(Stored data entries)
---

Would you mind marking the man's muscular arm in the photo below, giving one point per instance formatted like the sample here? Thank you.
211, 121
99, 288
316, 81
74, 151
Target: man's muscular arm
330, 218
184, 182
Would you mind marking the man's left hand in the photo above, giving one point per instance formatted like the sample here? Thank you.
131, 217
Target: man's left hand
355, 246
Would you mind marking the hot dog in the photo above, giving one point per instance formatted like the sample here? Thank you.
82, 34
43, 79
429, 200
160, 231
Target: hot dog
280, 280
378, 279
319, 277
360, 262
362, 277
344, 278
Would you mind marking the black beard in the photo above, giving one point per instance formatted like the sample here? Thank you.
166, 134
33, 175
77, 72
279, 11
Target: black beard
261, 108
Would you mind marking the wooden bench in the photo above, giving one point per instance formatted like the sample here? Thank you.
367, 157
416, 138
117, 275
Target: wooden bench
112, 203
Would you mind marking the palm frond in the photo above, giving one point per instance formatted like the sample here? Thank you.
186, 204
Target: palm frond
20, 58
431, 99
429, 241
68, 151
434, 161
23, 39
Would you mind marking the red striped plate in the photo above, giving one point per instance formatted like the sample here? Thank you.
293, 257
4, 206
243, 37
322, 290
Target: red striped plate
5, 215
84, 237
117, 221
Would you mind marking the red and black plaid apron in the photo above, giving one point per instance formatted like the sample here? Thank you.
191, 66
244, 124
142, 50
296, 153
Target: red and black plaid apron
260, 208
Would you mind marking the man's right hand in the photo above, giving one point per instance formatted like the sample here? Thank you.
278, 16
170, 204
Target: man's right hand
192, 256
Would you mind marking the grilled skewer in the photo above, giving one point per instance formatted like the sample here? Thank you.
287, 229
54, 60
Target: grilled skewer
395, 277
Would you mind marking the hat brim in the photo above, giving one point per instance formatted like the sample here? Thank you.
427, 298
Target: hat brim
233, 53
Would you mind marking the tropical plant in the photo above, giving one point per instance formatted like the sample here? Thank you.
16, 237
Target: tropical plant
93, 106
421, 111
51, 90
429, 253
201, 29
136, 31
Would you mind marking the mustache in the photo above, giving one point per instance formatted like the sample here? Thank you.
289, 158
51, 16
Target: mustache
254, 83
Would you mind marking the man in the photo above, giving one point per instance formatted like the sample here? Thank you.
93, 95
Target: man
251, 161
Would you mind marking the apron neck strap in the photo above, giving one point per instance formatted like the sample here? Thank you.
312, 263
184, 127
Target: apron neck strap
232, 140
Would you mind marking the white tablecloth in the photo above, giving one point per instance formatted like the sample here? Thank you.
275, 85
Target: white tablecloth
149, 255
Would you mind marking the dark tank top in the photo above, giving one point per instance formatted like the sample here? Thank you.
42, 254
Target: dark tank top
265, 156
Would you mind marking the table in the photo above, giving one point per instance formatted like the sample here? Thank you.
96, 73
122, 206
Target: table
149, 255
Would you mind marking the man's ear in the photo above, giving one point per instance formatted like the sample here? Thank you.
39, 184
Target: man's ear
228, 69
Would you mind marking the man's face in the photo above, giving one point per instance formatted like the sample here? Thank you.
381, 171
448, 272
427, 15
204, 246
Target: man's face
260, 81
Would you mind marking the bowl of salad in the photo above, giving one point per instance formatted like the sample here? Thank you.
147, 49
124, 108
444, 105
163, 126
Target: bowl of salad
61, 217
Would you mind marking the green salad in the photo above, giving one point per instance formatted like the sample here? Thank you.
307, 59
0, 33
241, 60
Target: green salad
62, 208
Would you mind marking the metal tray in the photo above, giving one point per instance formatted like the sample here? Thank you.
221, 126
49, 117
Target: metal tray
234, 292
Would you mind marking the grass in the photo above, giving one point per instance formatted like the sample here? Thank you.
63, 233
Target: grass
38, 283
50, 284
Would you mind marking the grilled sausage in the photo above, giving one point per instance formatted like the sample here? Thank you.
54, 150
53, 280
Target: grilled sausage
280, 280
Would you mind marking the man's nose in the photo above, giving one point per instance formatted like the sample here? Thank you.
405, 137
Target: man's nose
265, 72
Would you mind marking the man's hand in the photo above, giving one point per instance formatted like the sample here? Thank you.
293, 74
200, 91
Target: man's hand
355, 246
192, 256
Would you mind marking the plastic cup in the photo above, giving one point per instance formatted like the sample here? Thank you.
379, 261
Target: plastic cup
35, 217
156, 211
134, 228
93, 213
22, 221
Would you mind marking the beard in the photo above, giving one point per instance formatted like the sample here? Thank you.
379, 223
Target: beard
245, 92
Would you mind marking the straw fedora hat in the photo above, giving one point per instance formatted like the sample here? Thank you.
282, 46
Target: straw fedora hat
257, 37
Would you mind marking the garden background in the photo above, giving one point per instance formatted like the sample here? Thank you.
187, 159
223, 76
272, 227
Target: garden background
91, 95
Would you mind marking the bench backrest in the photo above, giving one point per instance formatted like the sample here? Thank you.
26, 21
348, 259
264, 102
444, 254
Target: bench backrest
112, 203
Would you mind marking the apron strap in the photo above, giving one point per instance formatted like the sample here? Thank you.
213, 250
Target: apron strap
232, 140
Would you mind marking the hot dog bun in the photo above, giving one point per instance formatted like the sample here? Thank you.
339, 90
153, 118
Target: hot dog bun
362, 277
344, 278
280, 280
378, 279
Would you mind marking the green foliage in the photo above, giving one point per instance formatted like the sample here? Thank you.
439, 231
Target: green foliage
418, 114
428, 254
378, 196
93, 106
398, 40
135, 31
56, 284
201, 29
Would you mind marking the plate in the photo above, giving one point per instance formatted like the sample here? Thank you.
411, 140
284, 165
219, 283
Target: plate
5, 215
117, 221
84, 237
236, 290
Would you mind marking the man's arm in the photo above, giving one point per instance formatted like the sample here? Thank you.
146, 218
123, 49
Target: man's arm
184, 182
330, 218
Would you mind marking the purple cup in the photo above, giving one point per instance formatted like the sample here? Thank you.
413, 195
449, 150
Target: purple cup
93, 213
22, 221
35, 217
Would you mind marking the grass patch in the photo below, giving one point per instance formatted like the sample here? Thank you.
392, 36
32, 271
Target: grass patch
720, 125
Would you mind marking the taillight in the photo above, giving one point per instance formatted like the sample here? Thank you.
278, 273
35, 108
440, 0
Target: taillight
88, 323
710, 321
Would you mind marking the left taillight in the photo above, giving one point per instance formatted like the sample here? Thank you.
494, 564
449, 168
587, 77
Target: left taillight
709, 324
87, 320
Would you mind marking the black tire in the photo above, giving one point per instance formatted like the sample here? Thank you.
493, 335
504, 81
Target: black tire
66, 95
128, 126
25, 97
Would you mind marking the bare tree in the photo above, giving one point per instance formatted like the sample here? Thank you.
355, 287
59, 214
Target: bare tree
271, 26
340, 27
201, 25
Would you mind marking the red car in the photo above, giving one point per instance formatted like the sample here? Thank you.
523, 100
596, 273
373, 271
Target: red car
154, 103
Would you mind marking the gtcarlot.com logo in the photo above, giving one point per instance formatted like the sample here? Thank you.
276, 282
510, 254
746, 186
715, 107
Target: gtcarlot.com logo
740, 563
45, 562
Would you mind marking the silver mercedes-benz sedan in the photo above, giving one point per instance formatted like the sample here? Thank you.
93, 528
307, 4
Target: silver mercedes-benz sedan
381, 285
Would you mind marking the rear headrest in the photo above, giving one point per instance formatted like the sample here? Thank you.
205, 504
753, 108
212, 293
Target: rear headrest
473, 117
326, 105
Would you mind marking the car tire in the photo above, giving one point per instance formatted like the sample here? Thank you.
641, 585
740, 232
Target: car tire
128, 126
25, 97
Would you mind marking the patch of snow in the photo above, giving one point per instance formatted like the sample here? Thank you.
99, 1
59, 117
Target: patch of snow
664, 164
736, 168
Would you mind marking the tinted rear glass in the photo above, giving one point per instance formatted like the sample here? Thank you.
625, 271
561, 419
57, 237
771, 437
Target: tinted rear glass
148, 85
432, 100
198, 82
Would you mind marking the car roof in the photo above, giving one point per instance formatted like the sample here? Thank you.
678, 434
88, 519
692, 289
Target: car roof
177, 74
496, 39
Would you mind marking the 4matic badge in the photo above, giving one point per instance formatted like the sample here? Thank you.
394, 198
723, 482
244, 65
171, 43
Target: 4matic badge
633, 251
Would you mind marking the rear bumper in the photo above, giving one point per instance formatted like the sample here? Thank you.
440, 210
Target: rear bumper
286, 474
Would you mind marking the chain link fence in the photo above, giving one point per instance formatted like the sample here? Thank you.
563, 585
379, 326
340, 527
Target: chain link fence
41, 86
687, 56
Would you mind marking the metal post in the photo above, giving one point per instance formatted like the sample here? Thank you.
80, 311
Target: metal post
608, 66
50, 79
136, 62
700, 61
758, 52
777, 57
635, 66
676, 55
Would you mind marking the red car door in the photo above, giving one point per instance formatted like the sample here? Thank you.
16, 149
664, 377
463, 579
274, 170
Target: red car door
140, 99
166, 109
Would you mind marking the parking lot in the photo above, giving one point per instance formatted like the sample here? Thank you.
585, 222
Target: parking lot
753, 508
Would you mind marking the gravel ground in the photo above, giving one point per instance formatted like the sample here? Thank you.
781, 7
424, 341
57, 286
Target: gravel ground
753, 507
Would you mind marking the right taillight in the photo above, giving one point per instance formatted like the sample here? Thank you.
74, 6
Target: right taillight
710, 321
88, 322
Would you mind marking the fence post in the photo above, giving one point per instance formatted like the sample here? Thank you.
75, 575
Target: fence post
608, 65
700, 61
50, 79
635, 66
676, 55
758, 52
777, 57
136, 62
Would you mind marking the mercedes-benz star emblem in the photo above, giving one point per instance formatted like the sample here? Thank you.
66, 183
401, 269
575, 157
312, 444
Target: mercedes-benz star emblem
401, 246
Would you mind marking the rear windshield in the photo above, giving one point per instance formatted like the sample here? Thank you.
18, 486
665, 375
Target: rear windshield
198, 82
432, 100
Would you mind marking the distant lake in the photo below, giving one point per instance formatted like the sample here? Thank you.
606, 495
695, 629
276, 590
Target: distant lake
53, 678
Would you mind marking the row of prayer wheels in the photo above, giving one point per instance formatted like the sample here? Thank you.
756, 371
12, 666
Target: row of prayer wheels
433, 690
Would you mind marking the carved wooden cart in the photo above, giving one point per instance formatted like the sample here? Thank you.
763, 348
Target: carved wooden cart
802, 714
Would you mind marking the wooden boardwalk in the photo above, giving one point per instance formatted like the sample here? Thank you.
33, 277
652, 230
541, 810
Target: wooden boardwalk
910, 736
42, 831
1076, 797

---

What is expected: Using the records, find how many lines include the string "below" and report that number alone.

Written response: 3